The hulking and skulking 6'7", 237-pound Cuban was 23-0 with 22 knockouts since leaving his country's national team in Helsinki, Finland, and defecting to the U.S. to turn professional in 1991. Though none of the pro fights was against a bonafide contender, he also carried a 220-13 (169 KOs) amateur record that included a decision over Bowe in the 1987 Pan American Games. He knocked Bowe to the floor two times and forced two other eight counts in that fight.
In the new, capitalist stage of his career, under contract to MGM Grand, Gonzalez had been cast as a boxing villain. He cursed in Spanish. He dressed in black. He wore his hair in a bizarre cut that seemed to come from some Quentin Tarantino barbershop. He promised to annihilate all of his opponents, but centered his most vile thoughts on Bowe. "I'm the lion and Bowe is the hyena," Gonzalez said through interpreters. "I want to eat his heart. His death is coming. He will regret the day his mother gave him birth."
Bowe responded by working harder than he had since his first fight with Holyfield in 1992, when he won a 12-round unanimous decision to become the last undisputed champion the division has seen. If he couldn't respond to this kind of I-will-eat-your-heart motivation, then he couldn't respond to anything. By Saturday night he had a solid plan for what he wanted to do against Gonzalez and a large hyena embroidered on the right leg of his boxing shorts. (Is this a boxing first? Heavyweight champ with hyena on shorts? Researchers are checking even as you read.) He never will look like a bodybuilder, but the 6'5", 243-pound Bowe was in fighting shape.
"Gonzalez," Bowe promised, "is going to meet the biggest, baddest hyena he's ever seen."

■ PROBLEM REQUIREMENTS ■
Give a two-sentence summary of the passage about Bowe and Gonzalez.

[Point location data]

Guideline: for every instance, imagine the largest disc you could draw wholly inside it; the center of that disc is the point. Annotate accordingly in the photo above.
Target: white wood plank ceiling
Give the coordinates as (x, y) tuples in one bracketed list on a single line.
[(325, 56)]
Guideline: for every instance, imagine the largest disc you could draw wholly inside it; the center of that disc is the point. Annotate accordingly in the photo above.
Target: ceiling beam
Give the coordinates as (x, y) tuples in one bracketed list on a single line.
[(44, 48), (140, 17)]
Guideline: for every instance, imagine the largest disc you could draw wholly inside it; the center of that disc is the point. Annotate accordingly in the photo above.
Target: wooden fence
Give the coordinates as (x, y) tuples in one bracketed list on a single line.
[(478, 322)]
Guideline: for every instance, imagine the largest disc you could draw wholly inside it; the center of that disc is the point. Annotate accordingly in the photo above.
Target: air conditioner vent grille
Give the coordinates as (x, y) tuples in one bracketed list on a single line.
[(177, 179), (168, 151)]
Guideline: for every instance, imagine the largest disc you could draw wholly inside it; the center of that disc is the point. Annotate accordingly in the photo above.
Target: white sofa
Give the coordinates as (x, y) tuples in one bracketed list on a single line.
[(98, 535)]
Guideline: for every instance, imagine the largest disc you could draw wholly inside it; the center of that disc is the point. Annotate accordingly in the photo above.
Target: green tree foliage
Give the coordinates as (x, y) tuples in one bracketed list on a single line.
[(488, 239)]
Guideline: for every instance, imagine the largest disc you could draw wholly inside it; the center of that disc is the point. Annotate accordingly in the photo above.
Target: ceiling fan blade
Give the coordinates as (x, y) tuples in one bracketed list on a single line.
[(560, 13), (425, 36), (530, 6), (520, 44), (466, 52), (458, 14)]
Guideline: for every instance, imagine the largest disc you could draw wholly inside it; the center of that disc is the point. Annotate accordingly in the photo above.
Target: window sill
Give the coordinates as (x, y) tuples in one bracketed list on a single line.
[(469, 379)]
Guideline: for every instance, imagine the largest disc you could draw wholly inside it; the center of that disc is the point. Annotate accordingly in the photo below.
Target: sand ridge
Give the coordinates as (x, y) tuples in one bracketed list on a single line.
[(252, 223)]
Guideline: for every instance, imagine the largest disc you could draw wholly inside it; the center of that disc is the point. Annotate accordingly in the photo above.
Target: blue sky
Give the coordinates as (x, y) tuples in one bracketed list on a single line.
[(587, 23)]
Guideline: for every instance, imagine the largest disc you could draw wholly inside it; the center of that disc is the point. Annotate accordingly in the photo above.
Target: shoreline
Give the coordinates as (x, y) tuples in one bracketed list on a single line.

■ RESULT OF THE EXERCISE ■
Gonzalez, a 6'7" Cuban who defected to the U.S. and turned professional in 1991, was 23-0 as a pro and had won a decision over Bowe at the 1987 Pan American Games, and he was cast as a villain who vowed to eat Bowe's heart. Bowe responded by training harder than at any time since his 1992 win over Holyfield, and he came in fighting shape with a hyena embroidered on his shorts.